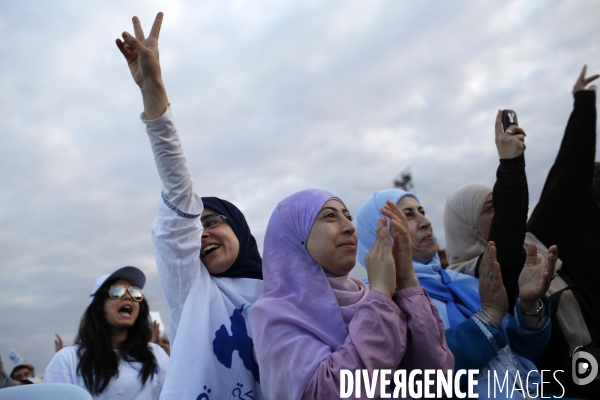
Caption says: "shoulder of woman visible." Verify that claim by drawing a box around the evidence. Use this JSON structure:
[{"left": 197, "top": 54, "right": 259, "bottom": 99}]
[{"left": 148, "top": 342, "right": 169, "bottom": 361}]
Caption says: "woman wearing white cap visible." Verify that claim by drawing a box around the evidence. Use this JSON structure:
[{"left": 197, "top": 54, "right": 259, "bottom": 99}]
[{"left": 44, "top": 267, "right": 169, "bottom": 400}]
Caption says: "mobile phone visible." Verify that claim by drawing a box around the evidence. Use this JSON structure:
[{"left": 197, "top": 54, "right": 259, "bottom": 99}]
[{"left": 502, "top": 110, "right": 519, "bottom": 131}]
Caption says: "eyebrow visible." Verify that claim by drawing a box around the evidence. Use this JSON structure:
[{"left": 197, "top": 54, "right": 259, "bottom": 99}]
[
  {"left": 402, "top": 206, "right": 425, "bottom": 211},
  {"left": 200, "top": 213, "right": 219, "bottom": 222},
  {"left": 319, "top": 207, "right": 350, "bottom": 213}
]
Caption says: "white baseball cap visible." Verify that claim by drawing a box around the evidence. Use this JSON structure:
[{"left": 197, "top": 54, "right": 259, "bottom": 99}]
[{"left": 90, "top": 266, "right": 146, "bottom": 303}]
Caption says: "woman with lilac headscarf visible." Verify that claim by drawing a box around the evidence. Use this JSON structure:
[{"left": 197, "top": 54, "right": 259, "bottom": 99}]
[{"left": 250, "top": 189, "right": 454, "bottom": 399}]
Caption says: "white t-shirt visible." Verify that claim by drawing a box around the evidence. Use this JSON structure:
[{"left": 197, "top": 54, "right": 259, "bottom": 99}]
[
  {"left": 142, "top": 109, "right": 263, "bottom": 400},
  {"left": 44, "top": 343, "right": 169, "bottom": 400}
]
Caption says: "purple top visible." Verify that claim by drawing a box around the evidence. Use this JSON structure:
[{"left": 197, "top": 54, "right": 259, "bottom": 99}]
[{"left": 249, "top": 189, "right": 454, "bottom": 399}]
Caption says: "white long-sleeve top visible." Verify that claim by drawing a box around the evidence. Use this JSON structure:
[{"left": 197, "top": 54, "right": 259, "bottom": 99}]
[{"left": 141, "top": 108, "right": 262, "bottom": 400}]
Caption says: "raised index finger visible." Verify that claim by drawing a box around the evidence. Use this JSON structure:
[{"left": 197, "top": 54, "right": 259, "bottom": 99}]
[
  {"left": 148, "top": 12, "right": 163, "bottom": 40},
  {"left": 579, "top": 65, "right": 587, "bottom": 82},
  {"left": 131, "top": 17, "right": 145, "bottom": 40},
  {"left": 496, "top": 110, "right": 504, "bottom": 138}
]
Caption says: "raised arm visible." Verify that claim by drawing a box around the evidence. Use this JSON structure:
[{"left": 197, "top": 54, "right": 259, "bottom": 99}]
[
  {"left": 116, "top": 13, "right": 193, "bottom": 215},
  {"left": 116, "top": 13, "right": 203, "bottom": 341},
  {"left": 488, "top": 110, "right": 529, "bottom": 313}
]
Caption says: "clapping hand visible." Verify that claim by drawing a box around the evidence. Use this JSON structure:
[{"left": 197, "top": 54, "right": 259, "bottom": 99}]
[
  {"left": 479, "top": 242, "right": 508, "bottom": 325},
  {"left": 381, "top": 200, "right": 419, "bottom": 290},
  {"left": 365, "top": 217, "right": 396, "bottom": 298},
  {"left": 573, "top": 65, "right": 600, "bottom": 94},
  {"left": 519, "top": 243, "right": 558, "bottom": 310}
]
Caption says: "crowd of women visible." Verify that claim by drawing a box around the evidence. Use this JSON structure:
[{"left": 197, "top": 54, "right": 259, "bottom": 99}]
[{"left": 32, "top": 13, "right": 600, "bottom": 399}]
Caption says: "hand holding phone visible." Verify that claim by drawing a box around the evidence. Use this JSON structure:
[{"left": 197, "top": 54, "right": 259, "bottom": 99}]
[
  {"left": 502, "top": 110, "right": 519, "bottom": 132},
  {"left": 496, "top": 110, "right": 525, "bottom": 159}
]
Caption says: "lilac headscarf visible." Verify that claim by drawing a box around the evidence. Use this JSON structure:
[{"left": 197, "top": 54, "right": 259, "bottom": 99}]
[{"left": 249, "top": 189, "right": 366, "bottom": 399}]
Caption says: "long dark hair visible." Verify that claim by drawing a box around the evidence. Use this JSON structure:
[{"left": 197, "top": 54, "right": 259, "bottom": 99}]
[{"left": 75, "top": 278, "right": 157, "bottom": 395}]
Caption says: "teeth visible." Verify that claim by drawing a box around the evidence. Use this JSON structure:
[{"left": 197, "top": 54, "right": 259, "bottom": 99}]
[{"left": 202, "top": 244, "right": 221, "bottom": 256}]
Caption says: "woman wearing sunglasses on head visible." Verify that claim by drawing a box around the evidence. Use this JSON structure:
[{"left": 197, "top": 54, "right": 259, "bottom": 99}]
[
  {"left": 116, "top": 13, "right": 262, "bottom": 399},
  {"left": 44, "top": 267, "right": 169, "bottom": 400}
]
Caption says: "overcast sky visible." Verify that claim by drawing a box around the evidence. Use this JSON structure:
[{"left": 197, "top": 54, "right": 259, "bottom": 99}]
[{"left": 0, "top": 0, "right": 600, "bottom": 374}]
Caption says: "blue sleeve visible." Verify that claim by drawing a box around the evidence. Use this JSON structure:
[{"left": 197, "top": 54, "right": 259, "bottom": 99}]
[
  {"left": 506, "top": 297, "right": 552, "bottom": 364},
  {"left": 446, "top": 318, "right": 506, "bottom": 371}
]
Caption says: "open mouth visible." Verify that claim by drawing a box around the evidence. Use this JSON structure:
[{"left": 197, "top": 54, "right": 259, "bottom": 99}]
[
  {"left": 200, "top": 244, "right": 221, "bottom": 257},
  {"left": 119, "top": 305, "right": 133, "bottom": 317}
]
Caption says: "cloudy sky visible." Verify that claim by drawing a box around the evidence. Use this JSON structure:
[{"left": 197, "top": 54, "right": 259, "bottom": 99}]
[{"left": 0, "top": 0, "right": 600, "bottom": 373}]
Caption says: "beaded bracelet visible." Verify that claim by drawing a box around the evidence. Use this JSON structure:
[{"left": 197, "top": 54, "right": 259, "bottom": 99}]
[
  {"left": 473, "top": 308, "right": 498, "bottom": 329},
  {"left": 519, "top": 298, "right": 544, "bottom": 317}
]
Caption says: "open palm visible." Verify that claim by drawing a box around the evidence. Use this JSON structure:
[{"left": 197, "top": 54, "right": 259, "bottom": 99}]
[{"left": 519, "top": 243, "right": 558, "bottom": 302}]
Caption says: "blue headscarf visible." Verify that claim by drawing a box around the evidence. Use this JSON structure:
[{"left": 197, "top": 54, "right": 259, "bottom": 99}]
[
  {"left": 202, "top": 197, "right": 262, "bottom": 279},
  {"left": 356, "top": 189, "right": 481, "bottom": 328}
]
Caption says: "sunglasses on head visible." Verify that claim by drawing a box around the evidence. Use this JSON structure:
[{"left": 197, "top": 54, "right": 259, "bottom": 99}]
[
  {"left": 108, "top": 285, "right": 144, "bottom": 301},
  {"left": 202, "top": 214, "right": 227, "bottom": 229}
]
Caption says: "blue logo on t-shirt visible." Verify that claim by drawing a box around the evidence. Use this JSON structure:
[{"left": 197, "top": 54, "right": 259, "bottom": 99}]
[{"left": 213, "top": 305, "right": 260, "bottom": 382}]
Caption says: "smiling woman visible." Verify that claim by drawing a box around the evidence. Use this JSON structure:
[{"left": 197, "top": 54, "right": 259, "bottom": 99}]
[
  {"left": 44, "top": 267, "right": 169, "bottom": 400},
  {"left": 117, "top": 13, "right": 262, "bottom": 399}
]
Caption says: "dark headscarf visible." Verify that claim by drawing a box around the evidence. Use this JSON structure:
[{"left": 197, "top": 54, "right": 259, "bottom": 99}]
[{"left": 202, "top": 197, "right": 262, "bottom": 279}]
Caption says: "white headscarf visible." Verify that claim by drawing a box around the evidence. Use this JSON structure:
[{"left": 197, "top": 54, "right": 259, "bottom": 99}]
[{"left": 444, "top": 183, "right": 493, "bottom": 265}]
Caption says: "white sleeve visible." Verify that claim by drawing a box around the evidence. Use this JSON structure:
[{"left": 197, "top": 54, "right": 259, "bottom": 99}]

######

How many lines of the material above contain the string "dark"? Case matters, so answer with the number alone.

2